* [SOURCE PASSAGE]
++++++++++++++++++++

Observation: we evidently made some mistakes here,
- As mentioned above, we didn't impose any constraints on the parameters we're optimizing, and indeed the above line shows exaclty that.
- Because we used a mixture of two "copies" of the same distribution, the two components ended up overlapping a lot.

#### A mixture of a Gamma distributions and a shifted Gamma distribution

Consider an alternative system that doesn't send any reminder. In this case we'd expect the bump visible after 5 minutes to disappear and we'd model the distribution of the data with a single Gamma distribution.

In the real case the bump at 5 minutes could be modeled as another Gamma "starting" at 5 minutes, so we end up with a mixture of a Gamma (with domain $[0, +\infty)$) and a Gamma shifted forward by 5 (with domain $[5, +\infty)$). In this attempt, the shift is taken as another parameter to optimize (even though we know it should be 5 minutes).

Note: __mistake!__ We're still not addressing the issue of imposing the constraints on the parameters during the optimization.

In [None]:
# Side note: test shifting a distribution with the Shift bijector.
gamma_test = tfd.Gamma(
      concentration=tf.constant(3., dtype=tf.float64),
      rate=tf.constant(3., dtype=tf.float64))

# TFP implements transformation on distributions as bijector objects.
shift = tfp.bijectors.Shift(tf.constant(-3, dtype=tf.float64))

# TransformedDistribution allows to obtain the desired result by combining
# the original distribution with the appropriate bijector.
gamma_test_shifted = tfd.TransformedDistribution(
    gamma_test,
    shift)

fig = plt.figure(figsize=(14, 6))

sns.set_theme()

sns.histplot(
    gamma_test.sample(100000),
    stat='density',
    label='Original distribution')

sns.histplot(
    gamma_test_shifted.sample(100000),
    stat='density',
    color='orange',
    label='Shifted distribution')

plt.legend(loc='upper right')

In [None]:
data = tf.cast(time_deltas, tf.float64)

# Rescale data so it starts from 0 (modulo a small offset to avoid log(0) when
# computing the log likelihood).
data = data - tf.reduce_min(data) + 10e-12

In [None]:
mixture_probs = tf.Variable([0.9, 0.1], dtype=tf.float64)

gamma_1_concentration = tf.Variable(1.5, dtype=tf.float64)
gamma_1_rate = tf.Variable(1., dtype=tf.float64)

++++++++++++++++++++

* [INFORMATION SUPPLIED]
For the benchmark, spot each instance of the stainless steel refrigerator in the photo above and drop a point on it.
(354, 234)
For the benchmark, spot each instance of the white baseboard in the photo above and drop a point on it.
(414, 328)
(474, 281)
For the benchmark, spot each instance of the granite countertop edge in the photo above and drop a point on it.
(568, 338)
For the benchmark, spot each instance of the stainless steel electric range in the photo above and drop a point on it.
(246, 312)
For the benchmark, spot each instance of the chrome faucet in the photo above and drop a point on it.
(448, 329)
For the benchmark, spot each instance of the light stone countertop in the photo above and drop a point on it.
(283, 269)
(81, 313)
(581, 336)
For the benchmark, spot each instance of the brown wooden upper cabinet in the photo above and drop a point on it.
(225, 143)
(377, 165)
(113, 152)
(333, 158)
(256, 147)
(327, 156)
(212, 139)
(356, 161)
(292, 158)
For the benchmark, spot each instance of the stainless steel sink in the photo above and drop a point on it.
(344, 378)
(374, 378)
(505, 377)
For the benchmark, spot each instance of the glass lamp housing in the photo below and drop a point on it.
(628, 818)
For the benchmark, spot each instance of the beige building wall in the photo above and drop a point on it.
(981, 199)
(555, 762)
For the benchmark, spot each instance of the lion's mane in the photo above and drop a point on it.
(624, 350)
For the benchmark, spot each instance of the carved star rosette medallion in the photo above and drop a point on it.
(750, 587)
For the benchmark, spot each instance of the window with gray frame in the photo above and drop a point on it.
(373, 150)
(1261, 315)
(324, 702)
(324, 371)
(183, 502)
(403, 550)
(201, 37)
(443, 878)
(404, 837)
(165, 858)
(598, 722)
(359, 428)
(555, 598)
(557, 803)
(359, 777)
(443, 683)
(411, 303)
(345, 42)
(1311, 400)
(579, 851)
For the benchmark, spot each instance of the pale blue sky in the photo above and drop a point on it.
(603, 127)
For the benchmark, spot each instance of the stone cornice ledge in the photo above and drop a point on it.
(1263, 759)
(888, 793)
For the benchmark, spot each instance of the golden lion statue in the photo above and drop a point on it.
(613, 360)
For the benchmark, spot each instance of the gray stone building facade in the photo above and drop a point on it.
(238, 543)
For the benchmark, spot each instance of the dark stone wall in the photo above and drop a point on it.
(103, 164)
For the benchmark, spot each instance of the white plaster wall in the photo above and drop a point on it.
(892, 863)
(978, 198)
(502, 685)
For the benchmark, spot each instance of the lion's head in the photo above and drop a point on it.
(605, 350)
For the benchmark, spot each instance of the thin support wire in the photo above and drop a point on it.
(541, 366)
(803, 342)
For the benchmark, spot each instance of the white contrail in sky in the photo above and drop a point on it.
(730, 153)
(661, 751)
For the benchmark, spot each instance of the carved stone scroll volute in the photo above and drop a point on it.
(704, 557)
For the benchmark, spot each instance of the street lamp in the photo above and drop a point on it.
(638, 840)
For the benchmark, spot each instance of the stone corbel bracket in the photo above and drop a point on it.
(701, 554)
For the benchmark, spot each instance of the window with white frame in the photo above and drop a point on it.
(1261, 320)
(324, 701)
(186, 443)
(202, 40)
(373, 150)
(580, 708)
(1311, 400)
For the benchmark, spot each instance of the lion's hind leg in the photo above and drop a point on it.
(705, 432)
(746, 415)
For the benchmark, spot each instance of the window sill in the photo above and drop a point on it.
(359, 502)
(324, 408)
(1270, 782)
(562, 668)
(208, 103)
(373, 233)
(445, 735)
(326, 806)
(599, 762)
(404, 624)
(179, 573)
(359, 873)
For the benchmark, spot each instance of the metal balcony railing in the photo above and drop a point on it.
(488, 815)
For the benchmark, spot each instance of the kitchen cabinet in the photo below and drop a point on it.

++++++++++++++++++++

* [TASK GOAL] Continue the Gamma mixture notebook from the point where it stops. The material has nothing to do with the Gamma mixture notebook.

* [ANSWER TO THIS EXERCISE]
gamma_2_concentration = tf.Variable(3., dtype=tf.float64)
gamma_2_rate = tf.Variable(10., dtype=tf.float64)
gamma_2_shift = tf.Variable(5. - 10e-10, dtype=tf.float64)
# gamma_1_concentration = tf.Variable(3., dtype=tf.float64)
# gamma_1_rate = tf.Variable(3., dtype=tf.float64)
# gamma_2_concentration = tf.Variable(30., dtype=tf.float64)
# gamma_2_rate = tf.Variable(3., dtype=tf.float64)
# gamma_2_shift = tf.Variable(5. - 10e-10, dtype=tf.float64)


mixture_distr = tfd.Mixture(
    cat=tfd.Categorical(
        probs=mixture_probs),
    components=[
        tfd.Gamma(
            concentration=gamma_1_concentration,
            rate=gamma_1_rate,
            name='Gamma'),
        tfd.TransformedDistribution(
            tfd.Gamma(
                concentration=gamma_2_concentration,
                rate=gamma_2_rate),
            tfp.bijectors.Shift(gamma_2_shift),
            name='shiftGamma')
    ]
) 


# Plot samples from the mixture distribution with initial values.
fig = plt.figure(figsize=(14, 6))

sns.set_theme()

sns.histplot(
    data.numpy(),
    stat='density',
    label='Data')

sns.histplot(
    mixture_distr.sample(100000),
    stat='density',
    color='orange',
    label='Samples from the distribution (initial values for the parameters)')

plt.legend(loc='upper right')

In [None]:
# This way, training is hopeless.
loss_history, params_history, mixture_distr_trained = train_distr(mixture_distr, data, 1, get_loss)

Observation: we immediatly got a null value for the loss function!

__Explanation:__ we know have a mixture of two distributions, one defined in $[0, +\infty)$ and the other in $[5, +\infty)$. The loss function we're using is the negative log likelihood, but there's a problem here: according to mixture models, each data point is generated by any of the components of the mixture with a certain probability, so its contribution to the log likelihood will be (the logarithm of) a linear combination of its probability according to each component. But for points lying between 0 and the shift parameter (the "beginning" of the second Gamma), the second Gamma cannot be evaluated because they're outside of its domain.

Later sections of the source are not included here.